* _Trecho selecionado_:
Jean-Claude por Tata Amaral, cineasta

Jean-Claude Bernardet observa Tata Amaral fotografar em Bonito, 2005 (Heloísa Jahn)
Jean-Claude Bernardet observa Tata Amaral fotografar em Bonito, 2005 (Heloísa Jahn)

Jean-Claude é oceânico

Às vezes eu sinto como se minha vida criativa tivesse começado com minha parceria com Jean-Claude Bernardet.

Começou antes — fiz curtas, escrevi o roteiro de um longa com parceiros maravilhosos. Mas é que Jean-Claude é oceânico!

Em “Um Céu de Estrelas”, ele interpretou meus desejos e criou, junto com Roberto Moreira, uma proposta de colar o ponto de vista da câmera ao ponto de vista da Dalva, a protagonista. Isso orientou todo o meu trabalho de mise-en-scène: o comportamento da câmera, o uso do espaço e muito mais.

Recentemente, encontrei uma carta datilografada: “Senhora dona diretora, eis uma proposta para resolver o pulso quebrado da atriz”… A atriz protagonista, a querida Leona Cavalli, havia se machucado fazendo uma peça. Precisaríamos construir uma situação que justificasse o gesso dentro da história do filme.

Um dia antes de iniciarmos as filmagens, Jean-Claude foi visitar o set. No lufa-lufa da preparação, ele perambulava por ali, olhando atentamente para o espaço, o cenário, os objetos. Deteve-se num quadro de areia colorida, desses que a gente vira e a areia cai formando paisagens. Comentou: “Escrevemos, Roberto Moreira e eu, uma cena em que Dalva pega um objeto azul. Veja, ele se materializou assim! Somos demiurgos, não é?” A última frase continha ironia.

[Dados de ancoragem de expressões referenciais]

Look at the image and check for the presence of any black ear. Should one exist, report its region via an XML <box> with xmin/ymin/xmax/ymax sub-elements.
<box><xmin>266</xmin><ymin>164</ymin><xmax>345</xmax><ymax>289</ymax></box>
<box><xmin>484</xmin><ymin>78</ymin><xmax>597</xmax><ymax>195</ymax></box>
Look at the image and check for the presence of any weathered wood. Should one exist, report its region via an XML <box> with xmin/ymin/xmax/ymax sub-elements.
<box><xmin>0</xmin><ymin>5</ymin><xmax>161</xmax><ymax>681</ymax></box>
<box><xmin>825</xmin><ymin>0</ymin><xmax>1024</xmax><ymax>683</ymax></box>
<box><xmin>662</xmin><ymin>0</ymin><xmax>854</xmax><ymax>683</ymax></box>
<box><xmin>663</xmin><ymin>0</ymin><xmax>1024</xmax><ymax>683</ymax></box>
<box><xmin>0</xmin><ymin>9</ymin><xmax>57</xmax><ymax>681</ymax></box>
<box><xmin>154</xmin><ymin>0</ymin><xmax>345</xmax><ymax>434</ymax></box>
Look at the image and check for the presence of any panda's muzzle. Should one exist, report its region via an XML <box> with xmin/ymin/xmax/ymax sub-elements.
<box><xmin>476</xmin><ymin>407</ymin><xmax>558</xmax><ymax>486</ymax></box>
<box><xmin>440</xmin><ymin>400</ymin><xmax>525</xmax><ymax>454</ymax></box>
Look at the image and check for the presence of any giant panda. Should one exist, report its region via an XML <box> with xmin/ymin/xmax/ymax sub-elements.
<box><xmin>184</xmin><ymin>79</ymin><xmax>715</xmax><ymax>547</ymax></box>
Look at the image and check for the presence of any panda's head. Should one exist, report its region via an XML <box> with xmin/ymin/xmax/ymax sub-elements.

* _Tarefa a cumprir 1_: No depoimento sobre Jean-Claude acima, reescreva em forma de lista, de modo mais breve, o parágrafo que começa com "Em “Um Céu de Estrelas”, ele interpretou", mantendo os fatos principais.
* _Tarefa a cumprir 2_: Extraia do depoimento sobre Jean-Claude, sem nenhuma alteração, o trecho que começa nas palavras "Às vezes eu" e termina depois de "e muito mais.".

* _Sua resposta 1_:
- Em "Um Céu de Estrelas", Jean-Claude interpretou meus desejos.
- Com Roberto Moreira, ele propôs colar o ponto de vista da câmera ao de Dalva, a protagonista.
- Essa proposta orientou todo o meu trabalho de mise-en-scène, inclusive o comportamento da câmera e o uso do espaço.

* _Sua resposta 2_:
Às vezes eu sinto como se minha vida criativa tivesse começado com minha parceria com Jean-Claude Bernardet.

Começou antes — fiz curtas, escrevi o roteiro de um longa com parceiros maravilhosos. Mas é que Jean-Claude é oceânico!

Em “Um Céu de Estrelas”, ele interpretou meus desejos e criou, junto com Roberto Moreira, uma proposta de colar o ponto de vista da câmera ao ponto de vista da Dalva, a protagonista. Isso orientou todo o meu trabalho de mise-en-scène: o comportamento da câmera, o uso do espaço e muito mais.